Requirement: Reproduce the records verbatim, starting at their first line and ending with the line that contains "[7,362,1000,408]", including both of those lines.

Supplied data:
((

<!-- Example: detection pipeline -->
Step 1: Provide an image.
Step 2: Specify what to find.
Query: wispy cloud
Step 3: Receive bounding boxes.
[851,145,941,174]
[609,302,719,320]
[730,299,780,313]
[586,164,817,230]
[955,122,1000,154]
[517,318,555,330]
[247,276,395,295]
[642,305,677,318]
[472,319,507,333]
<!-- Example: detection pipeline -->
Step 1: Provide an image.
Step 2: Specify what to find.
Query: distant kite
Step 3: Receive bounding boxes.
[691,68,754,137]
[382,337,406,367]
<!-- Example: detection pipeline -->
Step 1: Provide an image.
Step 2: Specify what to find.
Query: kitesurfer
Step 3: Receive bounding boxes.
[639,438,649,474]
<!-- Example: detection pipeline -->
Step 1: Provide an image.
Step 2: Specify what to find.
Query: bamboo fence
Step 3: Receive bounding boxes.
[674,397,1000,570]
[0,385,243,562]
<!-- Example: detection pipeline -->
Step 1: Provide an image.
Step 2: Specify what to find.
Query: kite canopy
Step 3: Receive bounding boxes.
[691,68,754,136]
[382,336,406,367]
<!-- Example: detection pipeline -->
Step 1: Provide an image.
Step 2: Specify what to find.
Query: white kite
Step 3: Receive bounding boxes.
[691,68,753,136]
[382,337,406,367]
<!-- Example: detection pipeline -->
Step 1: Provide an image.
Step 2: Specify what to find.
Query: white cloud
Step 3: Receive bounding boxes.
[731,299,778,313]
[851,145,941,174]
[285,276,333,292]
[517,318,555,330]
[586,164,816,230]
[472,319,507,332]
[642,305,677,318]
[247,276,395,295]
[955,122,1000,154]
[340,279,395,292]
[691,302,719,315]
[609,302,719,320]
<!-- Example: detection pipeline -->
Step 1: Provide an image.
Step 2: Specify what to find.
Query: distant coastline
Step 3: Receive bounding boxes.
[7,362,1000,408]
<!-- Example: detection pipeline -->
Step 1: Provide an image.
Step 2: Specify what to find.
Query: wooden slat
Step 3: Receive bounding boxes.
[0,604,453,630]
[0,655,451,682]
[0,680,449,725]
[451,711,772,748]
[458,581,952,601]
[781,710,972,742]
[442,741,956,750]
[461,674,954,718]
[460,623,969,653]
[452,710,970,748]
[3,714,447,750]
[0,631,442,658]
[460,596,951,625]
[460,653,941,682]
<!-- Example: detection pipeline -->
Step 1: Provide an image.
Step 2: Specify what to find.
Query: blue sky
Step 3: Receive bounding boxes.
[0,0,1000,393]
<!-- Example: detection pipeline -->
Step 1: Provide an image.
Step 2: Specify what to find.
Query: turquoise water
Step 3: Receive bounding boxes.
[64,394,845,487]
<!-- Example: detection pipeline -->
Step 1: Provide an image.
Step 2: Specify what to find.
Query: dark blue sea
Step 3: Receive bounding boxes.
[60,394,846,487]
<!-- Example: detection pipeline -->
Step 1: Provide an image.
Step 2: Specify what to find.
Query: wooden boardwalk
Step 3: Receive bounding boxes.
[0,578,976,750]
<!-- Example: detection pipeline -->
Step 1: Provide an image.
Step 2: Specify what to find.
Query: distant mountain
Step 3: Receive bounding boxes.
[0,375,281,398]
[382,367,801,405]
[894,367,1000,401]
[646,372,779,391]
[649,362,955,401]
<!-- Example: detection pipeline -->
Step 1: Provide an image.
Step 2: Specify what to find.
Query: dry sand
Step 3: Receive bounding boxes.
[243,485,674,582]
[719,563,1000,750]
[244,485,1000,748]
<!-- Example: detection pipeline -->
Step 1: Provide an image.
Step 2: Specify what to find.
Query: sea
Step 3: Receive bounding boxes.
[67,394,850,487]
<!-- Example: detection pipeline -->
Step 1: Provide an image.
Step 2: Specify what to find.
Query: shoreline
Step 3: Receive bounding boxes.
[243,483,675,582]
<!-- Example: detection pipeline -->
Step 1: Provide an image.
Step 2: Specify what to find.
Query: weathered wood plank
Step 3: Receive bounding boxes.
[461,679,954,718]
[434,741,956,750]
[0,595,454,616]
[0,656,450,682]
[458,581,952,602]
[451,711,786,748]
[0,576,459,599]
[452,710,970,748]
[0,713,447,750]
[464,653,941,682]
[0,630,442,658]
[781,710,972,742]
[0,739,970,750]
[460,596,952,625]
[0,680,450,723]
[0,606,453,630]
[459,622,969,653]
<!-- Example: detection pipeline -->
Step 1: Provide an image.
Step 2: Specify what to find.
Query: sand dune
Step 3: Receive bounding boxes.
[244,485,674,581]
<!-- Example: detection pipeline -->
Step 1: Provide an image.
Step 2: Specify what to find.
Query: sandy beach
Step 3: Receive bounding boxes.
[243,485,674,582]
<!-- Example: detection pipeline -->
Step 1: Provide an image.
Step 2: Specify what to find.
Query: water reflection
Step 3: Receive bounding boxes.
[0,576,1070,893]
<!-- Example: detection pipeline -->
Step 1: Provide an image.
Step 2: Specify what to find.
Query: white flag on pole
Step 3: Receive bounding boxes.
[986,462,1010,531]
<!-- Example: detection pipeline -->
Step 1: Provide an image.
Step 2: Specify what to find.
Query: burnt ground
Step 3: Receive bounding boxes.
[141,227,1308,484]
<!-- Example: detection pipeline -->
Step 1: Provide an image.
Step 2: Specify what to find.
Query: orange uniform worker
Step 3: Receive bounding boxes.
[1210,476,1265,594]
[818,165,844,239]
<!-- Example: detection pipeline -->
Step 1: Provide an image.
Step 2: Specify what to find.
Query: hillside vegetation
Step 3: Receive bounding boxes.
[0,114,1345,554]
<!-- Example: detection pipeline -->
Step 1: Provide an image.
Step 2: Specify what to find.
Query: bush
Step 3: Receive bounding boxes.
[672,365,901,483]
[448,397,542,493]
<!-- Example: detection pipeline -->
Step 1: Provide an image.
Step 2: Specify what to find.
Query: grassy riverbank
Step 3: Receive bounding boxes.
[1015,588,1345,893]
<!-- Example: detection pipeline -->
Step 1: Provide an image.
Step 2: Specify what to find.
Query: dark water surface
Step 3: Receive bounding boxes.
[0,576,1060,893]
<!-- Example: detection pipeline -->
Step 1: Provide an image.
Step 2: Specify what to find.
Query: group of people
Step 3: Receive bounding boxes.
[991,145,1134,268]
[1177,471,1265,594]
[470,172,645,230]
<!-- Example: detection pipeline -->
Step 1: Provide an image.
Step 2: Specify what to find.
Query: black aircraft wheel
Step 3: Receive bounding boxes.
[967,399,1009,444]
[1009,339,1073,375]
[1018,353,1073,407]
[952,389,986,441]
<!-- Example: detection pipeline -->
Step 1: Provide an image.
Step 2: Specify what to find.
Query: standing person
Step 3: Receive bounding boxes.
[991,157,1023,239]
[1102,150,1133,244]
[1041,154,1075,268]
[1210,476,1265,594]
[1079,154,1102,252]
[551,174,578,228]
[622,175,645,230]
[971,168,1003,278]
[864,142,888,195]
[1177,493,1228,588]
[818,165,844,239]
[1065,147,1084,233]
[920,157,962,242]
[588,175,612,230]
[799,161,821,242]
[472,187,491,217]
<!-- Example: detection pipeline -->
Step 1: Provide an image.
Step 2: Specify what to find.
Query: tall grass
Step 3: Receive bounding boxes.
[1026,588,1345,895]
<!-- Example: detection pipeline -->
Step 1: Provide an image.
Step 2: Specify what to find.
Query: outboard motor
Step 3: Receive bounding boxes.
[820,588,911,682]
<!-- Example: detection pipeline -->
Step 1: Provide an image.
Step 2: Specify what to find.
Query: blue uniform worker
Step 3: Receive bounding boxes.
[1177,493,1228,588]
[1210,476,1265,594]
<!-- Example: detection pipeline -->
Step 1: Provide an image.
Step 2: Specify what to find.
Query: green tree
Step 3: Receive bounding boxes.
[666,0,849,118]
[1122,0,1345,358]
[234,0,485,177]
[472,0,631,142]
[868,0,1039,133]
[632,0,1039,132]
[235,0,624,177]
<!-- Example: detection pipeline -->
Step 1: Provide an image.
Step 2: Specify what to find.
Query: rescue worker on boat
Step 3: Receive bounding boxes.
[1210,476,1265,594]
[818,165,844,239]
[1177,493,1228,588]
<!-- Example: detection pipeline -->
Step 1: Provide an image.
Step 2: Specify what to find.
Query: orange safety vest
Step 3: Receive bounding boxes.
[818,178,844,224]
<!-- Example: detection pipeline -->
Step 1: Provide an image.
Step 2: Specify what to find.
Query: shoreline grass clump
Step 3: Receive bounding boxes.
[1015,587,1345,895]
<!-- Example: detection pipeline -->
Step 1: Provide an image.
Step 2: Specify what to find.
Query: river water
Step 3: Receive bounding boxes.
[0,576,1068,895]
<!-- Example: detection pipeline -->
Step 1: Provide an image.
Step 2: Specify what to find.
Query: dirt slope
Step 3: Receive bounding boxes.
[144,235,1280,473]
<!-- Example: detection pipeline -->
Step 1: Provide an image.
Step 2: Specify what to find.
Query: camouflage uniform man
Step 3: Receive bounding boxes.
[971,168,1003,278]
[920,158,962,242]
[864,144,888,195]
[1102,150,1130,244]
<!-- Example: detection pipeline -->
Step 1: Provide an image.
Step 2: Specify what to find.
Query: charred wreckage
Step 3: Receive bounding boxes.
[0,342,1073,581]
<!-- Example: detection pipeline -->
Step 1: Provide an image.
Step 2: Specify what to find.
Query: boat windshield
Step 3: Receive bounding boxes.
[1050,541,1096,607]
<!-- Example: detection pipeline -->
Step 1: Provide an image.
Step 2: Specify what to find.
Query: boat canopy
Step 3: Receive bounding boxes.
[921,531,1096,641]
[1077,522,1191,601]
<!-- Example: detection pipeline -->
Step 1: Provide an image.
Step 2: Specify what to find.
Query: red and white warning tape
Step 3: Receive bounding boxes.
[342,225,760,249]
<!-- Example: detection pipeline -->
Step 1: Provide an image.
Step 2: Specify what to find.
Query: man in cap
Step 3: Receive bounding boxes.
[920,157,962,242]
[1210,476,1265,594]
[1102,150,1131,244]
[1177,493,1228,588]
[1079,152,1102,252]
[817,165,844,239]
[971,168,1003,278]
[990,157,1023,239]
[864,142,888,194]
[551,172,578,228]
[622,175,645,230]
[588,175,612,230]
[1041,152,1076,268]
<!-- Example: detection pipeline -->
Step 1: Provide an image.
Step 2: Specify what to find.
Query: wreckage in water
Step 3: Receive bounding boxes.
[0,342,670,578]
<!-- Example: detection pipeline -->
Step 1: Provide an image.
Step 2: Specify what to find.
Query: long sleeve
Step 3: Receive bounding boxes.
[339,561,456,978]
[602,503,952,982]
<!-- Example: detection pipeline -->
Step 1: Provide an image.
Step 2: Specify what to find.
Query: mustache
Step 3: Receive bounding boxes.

))

Task answer:
<!-- Example: detection pipeline -->
Step 1: Provide an image.
Step 2: Specify what to find.
Query: wispy cloud
Step 3: Receive bounding boxes.
[851,145,941,174]
[609,302,719,320]
[730,299,780,313]
[586,164,817,230]
[955,122,1000,154]
[517,318,555,330]
[247,276,395,295]
[642,305,677,318]
[472,319,507,333]
<!-- Example: detection pipeline -->
Step 1: Provide an image.
Step 2: Specify what to find.
Query: distant kite
Step 3: Receive bounding boxes.
[691,68,754,137]
[382,337,406,367]
<!-- Example: detection pipeline -->
Step 1: Provide an image.
Step 2: Specify what to find.
Query: kitesurfer
Step 3: Receive bounding boxes.
[639,438,649,474]
<!-- Example: detection pipeline -->
Step 1: Provide an image.
Step 2: Specify what to find.
Query: bamboo fence
Step 3: Receive bounding boxes.
[674,397,1000,570]
[0,385,243,562]
<!-- Example: detection pipeline -->
Step 1: Provide an image.
Step 2: Specify what to find.
Query: kite canopy
Step 3: Receive bounding boxes.
[691,68,754,136]
[382,336,406,367]
<!-- Example: detection pipeline -->
Step 1: Provide an image.
Step 2: Specify what to find.
Query: white kite
Step 3: Receive bounding boxes.
[691,68,753,136]
[382,337,406,367]
<!-- Example: detection pipeline -->
Step 1: Provide an image.
Step 2: Specify what to find.
Query: white cloud
Step 3: Receive bounding boxes.
[731,299,778,313]
[851,145,941,174]
[285,276,333,292]
[517,318,555,330]
[586,164,816,230]
[472,319,507,332]
[642,305,677,318]
[247,276,395,295]
[955,122,1000,154]
[340,279,395,292]
[691,302,719,315]
[609,302,719,320]
<!-- Example: detection pipeline -->
Step 1: Provide an image.
Step 2: Specify what to find.
Query: distant coastline
Step 3: Receive bounding boxes.
[7,362,1000,408]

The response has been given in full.